--- Part of a data file ---
□ □ □ □ □ □ □

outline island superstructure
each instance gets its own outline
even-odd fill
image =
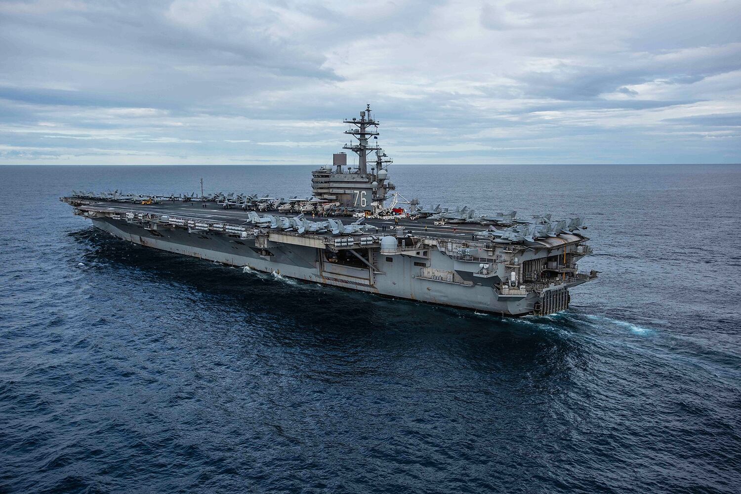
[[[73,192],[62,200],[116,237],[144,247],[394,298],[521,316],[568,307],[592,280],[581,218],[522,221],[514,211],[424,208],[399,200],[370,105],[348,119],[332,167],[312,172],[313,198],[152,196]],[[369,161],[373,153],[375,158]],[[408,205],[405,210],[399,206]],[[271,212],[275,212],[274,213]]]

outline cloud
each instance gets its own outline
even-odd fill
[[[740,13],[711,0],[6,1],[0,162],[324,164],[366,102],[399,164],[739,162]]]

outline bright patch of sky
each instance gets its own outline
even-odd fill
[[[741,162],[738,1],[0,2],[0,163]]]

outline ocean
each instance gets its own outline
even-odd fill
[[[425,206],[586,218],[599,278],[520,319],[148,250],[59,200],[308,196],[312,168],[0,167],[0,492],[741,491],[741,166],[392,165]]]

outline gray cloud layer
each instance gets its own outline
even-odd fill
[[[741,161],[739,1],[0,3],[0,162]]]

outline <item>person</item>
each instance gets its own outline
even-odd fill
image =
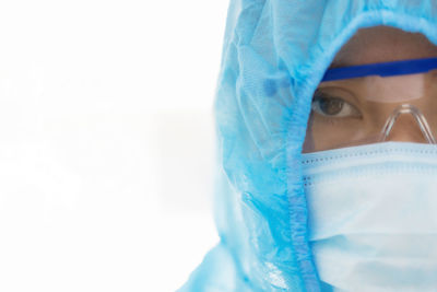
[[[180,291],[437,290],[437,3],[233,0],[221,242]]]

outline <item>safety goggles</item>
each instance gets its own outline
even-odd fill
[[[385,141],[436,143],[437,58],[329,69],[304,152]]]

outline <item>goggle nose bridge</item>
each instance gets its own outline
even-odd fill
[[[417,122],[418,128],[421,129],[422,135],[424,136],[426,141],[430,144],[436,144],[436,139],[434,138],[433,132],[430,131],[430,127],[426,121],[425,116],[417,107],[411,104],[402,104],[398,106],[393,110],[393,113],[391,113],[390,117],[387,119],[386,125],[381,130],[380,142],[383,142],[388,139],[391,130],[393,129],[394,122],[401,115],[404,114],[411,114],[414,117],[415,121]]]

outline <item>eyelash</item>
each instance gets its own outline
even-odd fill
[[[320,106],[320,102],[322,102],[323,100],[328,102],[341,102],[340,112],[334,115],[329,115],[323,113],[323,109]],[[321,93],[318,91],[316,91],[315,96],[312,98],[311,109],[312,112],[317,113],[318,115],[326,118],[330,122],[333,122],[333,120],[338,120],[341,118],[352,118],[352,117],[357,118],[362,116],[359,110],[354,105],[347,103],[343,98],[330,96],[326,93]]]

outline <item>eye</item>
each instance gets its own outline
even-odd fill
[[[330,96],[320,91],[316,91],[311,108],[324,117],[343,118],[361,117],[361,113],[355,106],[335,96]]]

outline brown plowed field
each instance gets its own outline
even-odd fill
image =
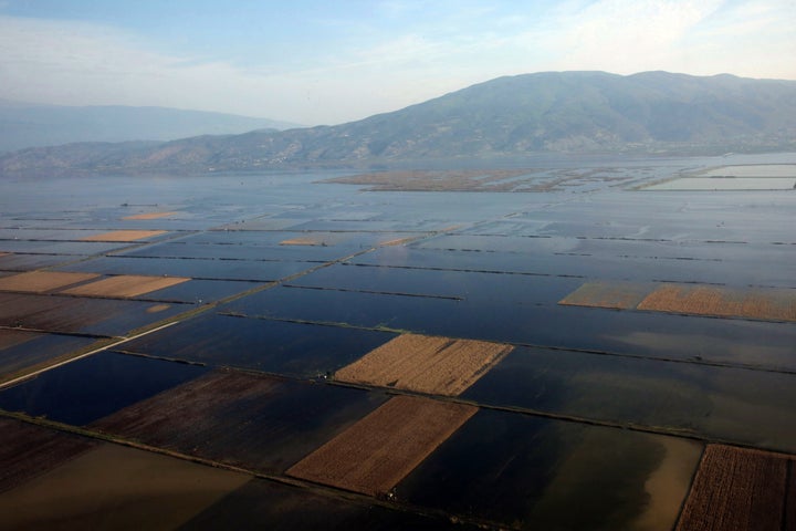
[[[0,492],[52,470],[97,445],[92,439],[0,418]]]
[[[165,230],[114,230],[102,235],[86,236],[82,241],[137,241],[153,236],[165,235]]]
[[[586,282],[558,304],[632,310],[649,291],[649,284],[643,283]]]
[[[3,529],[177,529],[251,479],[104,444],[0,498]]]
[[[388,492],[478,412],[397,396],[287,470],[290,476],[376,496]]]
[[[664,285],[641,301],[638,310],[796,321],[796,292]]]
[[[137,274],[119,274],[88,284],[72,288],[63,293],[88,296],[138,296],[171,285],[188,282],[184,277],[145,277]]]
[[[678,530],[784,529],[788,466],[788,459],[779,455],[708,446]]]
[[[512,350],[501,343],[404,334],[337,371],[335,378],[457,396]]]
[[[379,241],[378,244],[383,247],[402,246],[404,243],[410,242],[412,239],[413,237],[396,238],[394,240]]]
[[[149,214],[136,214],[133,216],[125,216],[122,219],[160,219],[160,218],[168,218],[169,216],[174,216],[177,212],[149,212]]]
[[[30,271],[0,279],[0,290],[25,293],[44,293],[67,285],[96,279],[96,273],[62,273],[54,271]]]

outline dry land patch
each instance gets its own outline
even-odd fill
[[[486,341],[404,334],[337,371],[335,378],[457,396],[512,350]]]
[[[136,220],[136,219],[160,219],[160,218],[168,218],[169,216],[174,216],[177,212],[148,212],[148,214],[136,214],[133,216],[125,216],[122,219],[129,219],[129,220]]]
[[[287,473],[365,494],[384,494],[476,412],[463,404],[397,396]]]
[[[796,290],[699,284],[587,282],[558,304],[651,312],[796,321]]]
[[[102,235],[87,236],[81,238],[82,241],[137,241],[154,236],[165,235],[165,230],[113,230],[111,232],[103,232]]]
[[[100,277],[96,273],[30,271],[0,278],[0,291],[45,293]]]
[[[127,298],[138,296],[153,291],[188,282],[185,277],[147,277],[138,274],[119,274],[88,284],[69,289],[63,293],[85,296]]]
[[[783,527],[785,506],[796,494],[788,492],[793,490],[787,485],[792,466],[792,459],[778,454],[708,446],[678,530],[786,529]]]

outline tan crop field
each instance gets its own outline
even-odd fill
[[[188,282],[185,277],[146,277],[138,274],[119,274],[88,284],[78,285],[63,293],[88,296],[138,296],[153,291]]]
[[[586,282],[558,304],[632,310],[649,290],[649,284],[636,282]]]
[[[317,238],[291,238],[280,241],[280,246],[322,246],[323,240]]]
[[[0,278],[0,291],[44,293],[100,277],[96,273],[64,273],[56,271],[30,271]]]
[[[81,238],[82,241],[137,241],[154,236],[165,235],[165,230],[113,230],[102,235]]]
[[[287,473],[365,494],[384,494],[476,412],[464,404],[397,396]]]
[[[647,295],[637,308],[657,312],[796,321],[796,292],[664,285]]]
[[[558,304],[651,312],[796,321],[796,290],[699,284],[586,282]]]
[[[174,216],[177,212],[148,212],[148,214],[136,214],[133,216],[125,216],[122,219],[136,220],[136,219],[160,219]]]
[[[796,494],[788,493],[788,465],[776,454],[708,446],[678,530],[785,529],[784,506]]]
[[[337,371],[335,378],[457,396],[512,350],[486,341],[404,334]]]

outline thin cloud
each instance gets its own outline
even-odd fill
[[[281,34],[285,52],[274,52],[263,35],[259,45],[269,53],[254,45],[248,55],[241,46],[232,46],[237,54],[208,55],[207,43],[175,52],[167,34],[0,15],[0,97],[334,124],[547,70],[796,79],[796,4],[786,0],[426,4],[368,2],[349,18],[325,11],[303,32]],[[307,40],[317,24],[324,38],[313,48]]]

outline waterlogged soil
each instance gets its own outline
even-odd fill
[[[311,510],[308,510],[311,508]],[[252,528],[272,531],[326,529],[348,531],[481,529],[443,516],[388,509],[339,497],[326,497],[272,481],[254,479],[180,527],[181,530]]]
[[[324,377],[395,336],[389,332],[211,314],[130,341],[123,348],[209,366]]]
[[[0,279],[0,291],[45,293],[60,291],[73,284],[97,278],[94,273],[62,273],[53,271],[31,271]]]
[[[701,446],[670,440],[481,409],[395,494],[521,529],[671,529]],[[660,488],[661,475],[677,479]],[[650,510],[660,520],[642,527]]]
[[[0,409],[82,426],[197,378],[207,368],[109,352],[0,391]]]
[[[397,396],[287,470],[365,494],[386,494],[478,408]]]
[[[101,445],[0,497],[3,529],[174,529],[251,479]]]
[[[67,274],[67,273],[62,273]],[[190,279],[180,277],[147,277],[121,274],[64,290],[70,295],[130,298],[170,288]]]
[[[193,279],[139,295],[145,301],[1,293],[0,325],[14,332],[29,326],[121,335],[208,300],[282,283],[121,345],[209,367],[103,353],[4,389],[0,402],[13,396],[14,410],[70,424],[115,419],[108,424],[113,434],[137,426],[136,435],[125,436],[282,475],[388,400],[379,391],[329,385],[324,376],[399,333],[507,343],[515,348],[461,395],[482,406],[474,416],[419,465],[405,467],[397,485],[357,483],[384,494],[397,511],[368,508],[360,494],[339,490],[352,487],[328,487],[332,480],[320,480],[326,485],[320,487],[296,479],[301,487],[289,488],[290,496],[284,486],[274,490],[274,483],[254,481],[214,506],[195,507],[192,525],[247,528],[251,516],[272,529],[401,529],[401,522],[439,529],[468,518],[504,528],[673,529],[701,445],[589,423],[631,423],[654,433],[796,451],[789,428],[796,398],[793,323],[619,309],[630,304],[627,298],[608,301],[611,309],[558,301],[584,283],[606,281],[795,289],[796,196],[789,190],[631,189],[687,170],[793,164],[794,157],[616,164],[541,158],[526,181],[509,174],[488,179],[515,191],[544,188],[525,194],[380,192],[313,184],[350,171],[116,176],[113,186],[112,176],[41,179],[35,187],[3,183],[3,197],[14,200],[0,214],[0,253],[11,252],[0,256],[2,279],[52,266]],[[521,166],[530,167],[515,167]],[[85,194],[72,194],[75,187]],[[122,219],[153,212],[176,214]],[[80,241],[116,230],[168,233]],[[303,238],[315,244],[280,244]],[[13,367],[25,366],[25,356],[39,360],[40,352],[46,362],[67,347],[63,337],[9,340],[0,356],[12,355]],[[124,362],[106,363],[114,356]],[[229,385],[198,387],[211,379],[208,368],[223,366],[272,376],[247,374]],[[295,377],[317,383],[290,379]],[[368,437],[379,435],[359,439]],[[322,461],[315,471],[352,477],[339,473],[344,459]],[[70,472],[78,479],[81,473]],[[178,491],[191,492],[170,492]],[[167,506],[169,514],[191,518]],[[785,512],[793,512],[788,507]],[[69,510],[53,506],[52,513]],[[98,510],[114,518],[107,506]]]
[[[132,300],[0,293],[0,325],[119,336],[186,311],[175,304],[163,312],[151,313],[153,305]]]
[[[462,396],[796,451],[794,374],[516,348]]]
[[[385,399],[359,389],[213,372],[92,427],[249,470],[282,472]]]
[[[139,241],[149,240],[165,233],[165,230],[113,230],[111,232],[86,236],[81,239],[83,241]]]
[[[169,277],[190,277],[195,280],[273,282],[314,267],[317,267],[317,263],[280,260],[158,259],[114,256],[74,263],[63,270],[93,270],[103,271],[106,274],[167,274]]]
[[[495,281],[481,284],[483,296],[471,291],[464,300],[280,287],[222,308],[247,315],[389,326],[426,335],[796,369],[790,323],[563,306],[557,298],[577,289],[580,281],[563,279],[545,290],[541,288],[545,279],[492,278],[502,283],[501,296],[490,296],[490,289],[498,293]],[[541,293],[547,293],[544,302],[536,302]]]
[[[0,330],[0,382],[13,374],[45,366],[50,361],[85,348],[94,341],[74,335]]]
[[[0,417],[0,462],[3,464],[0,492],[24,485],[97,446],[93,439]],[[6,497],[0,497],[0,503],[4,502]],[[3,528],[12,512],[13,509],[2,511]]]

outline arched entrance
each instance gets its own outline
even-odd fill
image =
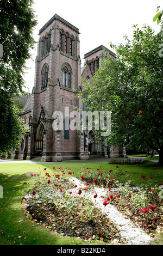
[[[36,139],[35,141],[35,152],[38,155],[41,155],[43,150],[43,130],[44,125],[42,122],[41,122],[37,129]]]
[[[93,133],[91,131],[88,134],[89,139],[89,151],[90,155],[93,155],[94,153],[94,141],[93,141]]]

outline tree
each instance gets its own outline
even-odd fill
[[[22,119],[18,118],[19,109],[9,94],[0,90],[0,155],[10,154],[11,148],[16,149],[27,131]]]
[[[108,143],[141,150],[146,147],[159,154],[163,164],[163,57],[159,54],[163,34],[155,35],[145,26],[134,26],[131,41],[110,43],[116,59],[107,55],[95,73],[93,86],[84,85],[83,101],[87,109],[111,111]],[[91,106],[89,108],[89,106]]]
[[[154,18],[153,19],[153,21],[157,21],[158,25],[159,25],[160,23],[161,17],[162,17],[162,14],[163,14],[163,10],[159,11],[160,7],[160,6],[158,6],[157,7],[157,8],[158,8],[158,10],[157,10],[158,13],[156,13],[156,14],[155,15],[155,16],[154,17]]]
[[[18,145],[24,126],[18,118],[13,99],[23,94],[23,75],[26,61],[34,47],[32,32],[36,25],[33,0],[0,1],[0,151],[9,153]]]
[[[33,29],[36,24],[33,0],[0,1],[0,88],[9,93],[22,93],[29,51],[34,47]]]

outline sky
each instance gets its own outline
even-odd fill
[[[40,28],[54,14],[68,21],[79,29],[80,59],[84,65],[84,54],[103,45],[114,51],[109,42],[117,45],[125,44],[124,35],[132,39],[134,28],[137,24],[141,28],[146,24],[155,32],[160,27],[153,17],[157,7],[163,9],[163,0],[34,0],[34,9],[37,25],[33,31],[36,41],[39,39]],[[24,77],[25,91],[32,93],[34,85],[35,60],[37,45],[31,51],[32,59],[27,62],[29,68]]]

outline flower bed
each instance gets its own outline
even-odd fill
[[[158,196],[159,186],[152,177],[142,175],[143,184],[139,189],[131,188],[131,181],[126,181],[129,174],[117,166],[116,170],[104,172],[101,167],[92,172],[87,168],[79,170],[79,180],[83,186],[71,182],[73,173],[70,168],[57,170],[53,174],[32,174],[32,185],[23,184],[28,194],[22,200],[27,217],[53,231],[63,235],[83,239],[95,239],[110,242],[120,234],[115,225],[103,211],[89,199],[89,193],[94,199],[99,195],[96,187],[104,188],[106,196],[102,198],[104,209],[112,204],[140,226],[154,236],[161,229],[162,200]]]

□ □ □ □ □ □ □

--- TASK OBJECTIVE ---
Can you retype the records between the lines holding "outline <item>person</item>" and "[[[385,141],[436,143],[437,58],[329,69],[304,152]]]", inclusive, leaving the pictures out of your answer?

--- FULL SOLUTION ---
outline <item>person</item>
each instance gets its own outline
even-odd fill
image =
[[[180,291],[437,290],[437,3],[233,0],[221,242]]]

outline <item>safety goggles</item>
each instance gets its own outline
even-odd fill
[[[385,141],[436,143],[437,58],[329,69],[304,152]]]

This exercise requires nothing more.